> _EXTRACTED MATERIAL_:

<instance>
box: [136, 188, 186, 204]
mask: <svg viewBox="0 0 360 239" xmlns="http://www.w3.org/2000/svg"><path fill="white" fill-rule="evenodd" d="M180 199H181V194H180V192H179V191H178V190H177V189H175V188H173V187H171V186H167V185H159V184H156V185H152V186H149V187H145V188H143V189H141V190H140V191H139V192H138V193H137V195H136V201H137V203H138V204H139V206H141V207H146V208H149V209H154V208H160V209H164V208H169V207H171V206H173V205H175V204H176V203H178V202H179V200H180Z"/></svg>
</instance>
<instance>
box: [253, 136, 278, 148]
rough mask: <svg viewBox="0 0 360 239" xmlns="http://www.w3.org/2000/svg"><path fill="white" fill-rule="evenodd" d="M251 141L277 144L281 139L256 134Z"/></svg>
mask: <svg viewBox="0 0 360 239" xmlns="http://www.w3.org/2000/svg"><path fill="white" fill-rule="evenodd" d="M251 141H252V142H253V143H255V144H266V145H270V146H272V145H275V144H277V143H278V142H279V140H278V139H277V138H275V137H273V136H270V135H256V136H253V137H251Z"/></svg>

> _TASK ITEM_: Print the material exactly. Include every line.

> _REPLY_:
<instance>
box: [136, 188, 186, 204]
mask: <svg viewBox="0 0 360 239" xmlns="http://www.w3.org/2000/svg"><path fill="white" fill-rule="evenodd" d="M180 199H181V194H180V192H179V191H178V190H177V189H175V188H173V187H171V186H167V185H159V184H156V185H152V186H149V187H145V188H143V189H141V190H140V191H139V192H138V193H137V195H136V201H137V203H138V204H139V206H141V207H146V208H149V209H154V208H160V209H164V208H169V207H171V206H173V205H175V204H176V203H178V202H179V200H180Z"/></svg>
</instance>
<instance>
box: [253, 136, 278, 148]
rough mask: <svg viewBox="0 0 360 239" xmlns="http://www.w3.org/2000/svg"><path fill="white" fill-rule="evenodd" d="M251 141L277 144L281 139L256 134Z"/></svg>
mask: <svg viewBox="0 0 360 239" xmlns="http://www.w3.org/2000/svg"><path fill="white" fill-rule="evenodd" d="M251 141H252V142H253V143H255V144H266V145H270V146H272V145H275V144H277V143H278V142H279V140H278V139H277V138H275V137H273V136H270V135H256V136H253V137H251Z"/></svg>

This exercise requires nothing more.